Anna
Aus: Pawel Florenski: Namen [Imena], 1923-1926 (in: An den Wasserscheiden des Denkens, Bd. 2, Teil 6)
In „Namen“ fasst Florenski zusammen, was ihn als Symbolisten seit der Studienzeit umtrieb: die Wirkmacht des Namens einer Person auf ihr Selbst, die Wirkmacht von Namen überhaupt (Nimm einem Menschen den Namen, und er verliert seine Eigenschaft, Individuum zu sein), die in der Verehrung des Namens Gottes („Geheiligt werde Dein Name“, „Alles, was ihr in Meinem Namen bittet …“) gipfelt. Im Anhang zu der Schrift analysiert F. einige häufige Namen hinsichtlich ihrer mystisch-symbolischen Bedeutung für das Schicksal ihres Trägers. Ein Beispiel (leicht gekürzt):
Bei Anna ist die Hauptsache ihr unterbewusster Boden, der meistens nicht auf einem Felsen liegt, sondern auf solchen Untergrundschichten, durch die der Träger dieses Namens in die Tiefen des Daseins geht. Diese Tiefen aber sind, entsprechend der höchsten Aufgabe des Namens, die Tiefen der Gnade, wie die etymologische Bedeutung des Namens sagt. Wenn die Perönlichkeit deren höchste Ebene nicht erreicht, erhält sie (dennoch) durch die elementare Basis der Natur einen Zufluss wohltuender Kräfte. – Sie kann folglich diese elementar-mystischen Energien aufsaugen und sie, diese Begleiter/Vermittler der Gnade, vielleicht sogar mit der Gnade selbst vermischen. Auf den niederen Ebenen werden letztlich vorrangig diese elementar-mystischen Prinzipien – die Seele der Welt – assimiliert, jedoch stets in den Farben der Gnade, d. h. wahrgnommen in deren Form.

▸ **GESPEICHERTE DATENSÄTZE**

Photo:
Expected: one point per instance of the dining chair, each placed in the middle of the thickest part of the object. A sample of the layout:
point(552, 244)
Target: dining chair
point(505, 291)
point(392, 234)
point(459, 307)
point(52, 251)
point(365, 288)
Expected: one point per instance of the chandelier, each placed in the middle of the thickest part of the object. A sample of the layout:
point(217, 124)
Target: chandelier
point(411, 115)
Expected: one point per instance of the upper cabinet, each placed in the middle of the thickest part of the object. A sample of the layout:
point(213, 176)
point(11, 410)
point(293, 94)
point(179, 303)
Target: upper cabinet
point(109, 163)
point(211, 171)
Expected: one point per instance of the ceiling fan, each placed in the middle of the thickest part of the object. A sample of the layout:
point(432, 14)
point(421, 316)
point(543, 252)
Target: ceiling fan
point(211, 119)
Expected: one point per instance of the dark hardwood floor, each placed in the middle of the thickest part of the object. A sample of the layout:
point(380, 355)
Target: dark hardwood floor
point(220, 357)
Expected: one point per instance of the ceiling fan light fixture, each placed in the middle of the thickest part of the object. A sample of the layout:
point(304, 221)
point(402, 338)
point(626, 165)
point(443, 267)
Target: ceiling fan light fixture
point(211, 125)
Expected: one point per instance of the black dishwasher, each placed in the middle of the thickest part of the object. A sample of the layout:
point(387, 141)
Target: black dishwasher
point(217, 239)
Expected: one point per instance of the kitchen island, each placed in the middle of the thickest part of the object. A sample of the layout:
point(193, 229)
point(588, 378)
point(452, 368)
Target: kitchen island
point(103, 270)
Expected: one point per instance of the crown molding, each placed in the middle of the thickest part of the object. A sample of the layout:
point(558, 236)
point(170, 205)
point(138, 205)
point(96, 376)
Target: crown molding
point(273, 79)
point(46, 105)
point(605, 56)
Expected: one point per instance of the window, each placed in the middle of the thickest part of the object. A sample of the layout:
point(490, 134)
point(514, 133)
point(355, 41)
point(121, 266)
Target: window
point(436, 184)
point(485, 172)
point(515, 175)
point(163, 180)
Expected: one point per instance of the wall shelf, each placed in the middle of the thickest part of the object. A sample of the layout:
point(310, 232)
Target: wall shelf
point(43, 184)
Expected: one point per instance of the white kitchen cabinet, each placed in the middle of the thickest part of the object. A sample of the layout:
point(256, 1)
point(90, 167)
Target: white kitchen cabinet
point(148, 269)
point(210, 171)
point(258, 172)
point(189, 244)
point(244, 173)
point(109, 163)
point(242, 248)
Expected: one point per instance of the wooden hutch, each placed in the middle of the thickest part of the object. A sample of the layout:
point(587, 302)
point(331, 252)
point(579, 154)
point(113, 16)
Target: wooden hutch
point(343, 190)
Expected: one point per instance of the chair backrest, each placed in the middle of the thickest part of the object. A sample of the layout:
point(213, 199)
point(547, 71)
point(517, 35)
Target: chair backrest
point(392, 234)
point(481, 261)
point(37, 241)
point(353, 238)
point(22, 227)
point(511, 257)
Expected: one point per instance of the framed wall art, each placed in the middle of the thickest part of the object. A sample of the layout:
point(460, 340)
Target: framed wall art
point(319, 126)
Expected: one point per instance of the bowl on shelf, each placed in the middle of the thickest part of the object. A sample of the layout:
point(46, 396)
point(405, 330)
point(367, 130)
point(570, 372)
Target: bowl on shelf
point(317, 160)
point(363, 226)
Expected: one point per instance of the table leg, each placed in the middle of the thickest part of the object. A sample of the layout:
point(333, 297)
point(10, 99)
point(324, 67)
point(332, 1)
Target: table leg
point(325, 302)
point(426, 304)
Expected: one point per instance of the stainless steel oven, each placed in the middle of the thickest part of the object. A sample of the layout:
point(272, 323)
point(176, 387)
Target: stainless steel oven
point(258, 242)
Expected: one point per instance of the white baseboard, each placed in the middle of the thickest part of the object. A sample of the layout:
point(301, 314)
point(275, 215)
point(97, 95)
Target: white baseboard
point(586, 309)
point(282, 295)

▸ **AUFGABEN**
[a] Was verliert laut dem Ausgangstext ein Mensch, dem man den Namen nimmt?
[b] Fassen Sie den Ausgangstext in zwei Sätzen zusammen.

▸ **VOLLSTÄNDIGE LÖSUNGEN**
[a] Er verliert seine Eigenschaft, Individuum zu sein.

[b] In „Namen“ fasst Florenski zusammen, wie der Name einer Person auf ihr Selbst wirkt, und im Anhang untersucht er häufige Namen auf ihre mystisch-symbolische Bedeutung für das Schicksal ihres Trägers. Bei Anna sieht er die Hauptsache im unterbewussten Boden, durch den der Träger des Namens in die Tiefen des Daseins geht, die nach der etymologischen Bedeutung des Namens die Tiefen der Gnade sind.